* _PASSAGE_
* START *

Celebration of John Napier of Merchiston at St Andrews
The 400th anniversary of the death of the mathematician John Napier of Merchiston, was commemorated on the 4th of April this year. For details of his life and his connections to St Andrews see our previous post: Marvellous Merchiston. In this post we look at the more recent Library celebrations of this anniversary.
The Library recently celebrated the achievements of John Napier of Merchiston, 1550 – 1617, widely regarded as the first Scot to have made a major contribution to scientific learning. John Napier is perhaps best known for inventing logarithms, bringing the decimal point into common use and for inventing a portable calculating tool – ‘Napier’s Bones’.
Napier is important to St Andrews. The Special Collections Reading Room in the Richardson Research Library at Martyrs Kirk is named for him, as is a Chair in Astronomy and the student observatory on the North Haugh. 2017 is the 400th anniversary of his death and the Library marked the anniversary by holding an event for an invited audience of historians of mathematics, colleagues and friends. We unveiled a copy portrait of John Napier to hang in our Napier Special Collections Reading Room, heard an account of Napier and his achievements from Dr George Philips and listened to Bishop Wardlaw Professor of English Robert Crawford read his poem ‘Napier’s Bones’. In addition we unveiled a free exhibition about John Napier on the walls of the corridor of the Richardson Research Library in Martyrs Kirk. This is the first exhibition in a programme of displays to enable the Library to promote the collections and work of Special Collections. This was all made possible thanks to the generosity of an alumnus of St Andrews.
John Napier was born into a wealthy family at Merchiston near Edinburgh in 1550 and studied at St Andrews, enrolling in 1563. Around 1564 he left to study in Europe, on the advice of his uncle, the Bishop of Orkney. By the time he returned to Scotland in 1571, Napier was an outstanding mathematician, and was also proficient in both Latin and Greek. He married and went to live at the family estate at Gartness, Stirlingshire, where he spent much of his time in the study of mathematics. His first published work was a religious polemic against the Roman Catholic Church. Napier’s 1593 A Plaine Discovery of the Whole Revelation of Saint John was the first Scottish work on the Book of Revelation. It was highly influential in Scotland and England and in Protestant communities on the Continent.
The invention of logarithms is regarded as Napier’s greatest achievement. Napier spent over twenty years devising methods of simplifying calculations and he finally published Mirifici Logarithmorum Canonis Descriptio (A Description of the Wonderful Law of Logarithms) in 1614. The book discusses the definitions and working rules of logarithms, as well as their trigonometrical application. Logarithms enabled the substitution of simple addition and subscription for the complicated multiplication and division described by Napier in his introduction as “for the most part subject to many slippery errors”. Napier’s invention enabled more calculations to be completed in an hour than had previously been possible in one day.

* END *

* _TASK PROMPT_
Write out the passage on John Napier word for word, from "John Napier was" up to and including "on the Continent.". The records are not required for this work.

* _DATASET RECORDS_
* START *

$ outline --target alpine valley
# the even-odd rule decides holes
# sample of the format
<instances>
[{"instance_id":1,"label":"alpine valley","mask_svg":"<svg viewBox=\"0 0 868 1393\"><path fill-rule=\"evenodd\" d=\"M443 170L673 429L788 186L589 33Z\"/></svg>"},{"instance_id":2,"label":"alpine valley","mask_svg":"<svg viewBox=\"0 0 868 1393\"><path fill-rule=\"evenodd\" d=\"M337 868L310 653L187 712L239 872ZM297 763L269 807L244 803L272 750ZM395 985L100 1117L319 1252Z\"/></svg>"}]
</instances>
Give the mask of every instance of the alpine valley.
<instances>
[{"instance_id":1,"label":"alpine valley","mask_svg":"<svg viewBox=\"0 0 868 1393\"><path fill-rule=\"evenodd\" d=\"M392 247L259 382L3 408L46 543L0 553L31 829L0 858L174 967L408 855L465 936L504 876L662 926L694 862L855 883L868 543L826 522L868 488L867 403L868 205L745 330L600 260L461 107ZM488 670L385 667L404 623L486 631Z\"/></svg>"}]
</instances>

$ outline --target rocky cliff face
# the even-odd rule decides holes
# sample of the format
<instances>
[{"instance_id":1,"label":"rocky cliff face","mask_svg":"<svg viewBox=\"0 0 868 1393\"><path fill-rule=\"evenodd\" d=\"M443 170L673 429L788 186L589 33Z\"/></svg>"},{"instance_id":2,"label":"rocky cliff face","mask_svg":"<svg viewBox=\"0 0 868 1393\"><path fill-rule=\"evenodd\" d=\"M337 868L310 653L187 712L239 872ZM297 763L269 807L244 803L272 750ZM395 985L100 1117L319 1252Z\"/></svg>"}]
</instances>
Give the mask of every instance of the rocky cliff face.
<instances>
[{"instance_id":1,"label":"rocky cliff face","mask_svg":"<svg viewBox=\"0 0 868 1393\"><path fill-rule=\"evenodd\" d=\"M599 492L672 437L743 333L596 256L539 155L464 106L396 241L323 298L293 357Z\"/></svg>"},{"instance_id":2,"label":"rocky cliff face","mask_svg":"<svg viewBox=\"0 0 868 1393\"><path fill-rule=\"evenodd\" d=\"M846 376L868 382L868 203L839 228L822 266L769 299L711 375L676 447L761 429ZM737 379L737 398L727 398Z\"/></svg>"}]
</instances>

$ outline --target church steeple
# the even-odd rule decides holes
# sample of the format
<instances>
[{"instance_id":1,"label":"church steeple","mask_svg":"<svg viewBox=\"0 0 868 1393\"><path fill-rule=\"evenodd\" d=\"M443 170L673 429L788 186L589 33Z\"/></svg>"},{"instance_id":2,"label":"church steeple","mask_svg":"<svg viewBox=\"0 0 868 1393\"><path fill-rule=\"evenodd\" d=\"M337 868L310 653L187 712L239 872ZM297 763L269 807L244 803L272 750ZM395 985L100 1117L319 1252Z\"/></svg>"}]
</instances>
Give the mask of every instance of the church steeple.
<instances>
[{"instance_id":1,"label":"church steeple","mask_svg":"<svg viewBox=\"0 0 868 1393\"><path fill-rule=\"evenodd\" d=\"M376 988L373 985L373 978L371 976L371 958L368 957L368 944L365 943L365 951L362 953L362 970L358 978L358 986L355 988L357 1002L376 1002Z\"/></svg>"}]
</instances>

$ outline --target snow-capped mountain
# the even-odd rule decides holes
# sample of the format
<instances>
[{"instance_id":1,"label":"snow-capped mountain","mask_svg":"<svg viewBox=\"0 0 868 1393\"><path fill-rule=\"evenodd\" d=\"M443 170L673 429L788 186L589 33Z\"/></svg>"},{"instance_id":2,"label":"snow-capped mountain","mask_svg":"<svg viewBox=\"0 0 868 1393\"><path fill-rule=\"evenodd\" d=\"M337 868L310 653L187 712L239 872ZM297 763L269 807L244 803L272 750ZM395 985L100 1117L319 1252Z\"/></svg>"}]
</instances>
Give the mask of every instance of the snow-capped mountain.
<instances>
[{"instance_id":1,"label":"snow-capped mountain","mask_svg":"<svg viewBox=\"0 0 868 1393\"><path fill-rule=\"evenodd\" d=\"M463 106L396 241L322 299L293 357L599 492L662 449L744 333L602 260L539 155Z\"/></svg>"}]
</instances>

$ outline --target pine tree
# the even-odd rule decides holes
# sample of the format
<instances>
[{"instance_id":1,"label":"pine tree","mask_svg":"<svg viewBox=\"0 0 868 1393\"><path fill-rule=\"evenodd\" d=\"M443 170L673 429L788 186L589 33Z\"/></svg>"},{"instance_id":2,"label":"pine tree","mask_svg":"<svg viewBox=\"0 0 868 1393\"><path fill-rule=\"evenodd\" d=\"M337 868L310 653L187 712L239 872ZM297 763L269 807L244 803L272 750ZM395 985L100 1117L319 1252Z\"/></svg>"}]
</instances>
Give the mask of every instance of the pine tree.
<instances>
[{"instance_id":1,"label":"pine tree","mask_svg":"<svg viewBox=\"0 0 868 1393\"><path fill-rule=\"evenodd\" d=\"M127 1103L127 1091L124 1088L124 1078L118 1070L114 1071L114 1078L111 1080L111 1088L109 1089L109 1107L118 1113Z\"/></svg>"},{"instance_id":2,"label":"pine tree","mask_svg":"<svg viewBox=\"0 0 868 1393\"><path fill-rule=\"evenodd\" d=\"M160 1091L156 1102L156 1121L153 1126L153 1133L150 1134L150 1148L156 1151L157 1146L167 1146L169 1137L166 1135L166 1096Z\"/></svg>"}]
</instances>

* END *

* _THE RESPONSE_
John Napier was born into a wealthy family at Merchiston near Edinburgh in 1550 and studied at St Andrews, enrolling in 1563. Around 1564 he left to study in Europe, on the advice of his uncle, the Bishop of Orkney. By the time he returned to Scotland in 1571, Napier was an outstanding mathematician, and was also proficient in both Latin and Greek. He married and went to live at the family estate at Gartness, Stirlingshire, where he spent much of his time in the study of mathematics. His first published work was a religious polemic against the Roman Catholic Church. Napier’s 1593 A Plaine Discovery of the Whole Revelation of Saint John was the first Scottish work on the Book of Revelation. It was highly influential in Scotland and England and in Protestant communities on the Continent.